▶ [Excerpted data]:

--- Begin ---

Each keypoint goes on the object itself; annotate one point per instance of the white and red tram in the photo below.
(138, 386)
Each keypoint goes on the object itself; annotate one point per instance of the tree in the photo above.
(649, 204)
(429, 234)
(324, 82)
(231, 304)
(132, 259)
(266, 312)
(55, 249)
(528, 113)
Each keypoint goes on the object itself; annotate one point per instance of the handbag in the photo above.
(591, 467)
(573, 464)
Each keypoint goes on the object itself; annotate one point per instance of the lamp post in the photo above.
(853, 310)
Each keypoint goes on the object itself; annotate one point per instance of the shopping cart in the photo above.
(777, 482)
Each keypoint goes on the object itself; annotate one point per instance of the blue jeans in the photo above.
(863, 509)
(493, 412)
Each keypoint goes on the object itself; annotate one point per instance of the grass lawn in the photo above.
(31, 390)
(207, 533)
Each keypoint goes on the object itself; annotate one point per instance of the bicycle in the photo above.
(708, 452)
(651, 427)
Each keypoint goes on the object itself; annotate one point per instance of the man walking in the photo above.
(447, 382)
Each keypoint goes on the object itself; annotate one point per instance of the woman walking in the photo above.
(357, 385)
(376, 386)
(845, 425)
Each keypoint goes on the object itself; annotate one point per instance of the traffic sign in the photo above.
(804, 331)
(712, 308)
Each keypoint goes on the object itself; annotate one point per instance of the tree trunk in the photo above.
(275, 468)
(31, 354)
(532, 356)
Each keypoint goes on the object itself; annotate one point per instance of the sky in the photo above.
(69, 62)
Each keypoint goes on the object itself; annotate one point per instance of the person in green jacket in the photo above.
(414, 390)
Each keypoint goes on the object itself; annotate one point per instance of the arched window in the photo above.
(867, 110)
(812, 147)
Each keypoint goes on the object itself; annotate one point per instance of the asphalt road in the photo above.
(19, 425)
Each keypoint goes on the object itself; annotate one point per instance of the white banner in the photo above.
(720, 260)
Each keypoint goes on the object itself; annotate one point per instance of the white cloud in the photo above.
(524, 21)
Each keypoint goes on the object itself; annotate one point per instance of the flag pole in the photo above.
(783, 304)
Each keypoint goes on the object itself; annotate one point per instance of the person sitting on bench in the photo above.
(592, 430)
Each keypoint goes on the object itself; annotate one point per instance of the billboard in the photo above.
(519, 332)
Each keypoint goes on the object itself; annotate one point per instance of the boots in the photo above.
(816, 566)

--- End ---

▶ [Instruction]: Format the lines from the one containing "banner in the photo above." through the end of the material as a JSON array of strings, one string per line, with blank lines omitted.

▶ [Output for this task]:
[
  "Each keypoint goes on the object itself; annotate one point per instance of the white banner in the photo above.",
  "(720, 260)",
  "Each keypoint goes on the object itself; annotate one point per instance of the white cloud in the photo above.",
  "(524, 21)",
  "Each keypoint goes on the object itself; annotate one point per instance of the flag pole in the photo above.",
  "(783, 304)",
  "Each keypoint goes on the object itself; annotate one point per instance of the person sitting on bench in the photo above.",
  "(592, 430)",
  "Each keypoint goes on the object itself; annotate one point per instance of the billboard in the photo above.",
  "(519, 332)",
  "Each keypoint goes on the object itself; annotate one point per instance of the boots in the photo above.",
  "(816, 566)"
]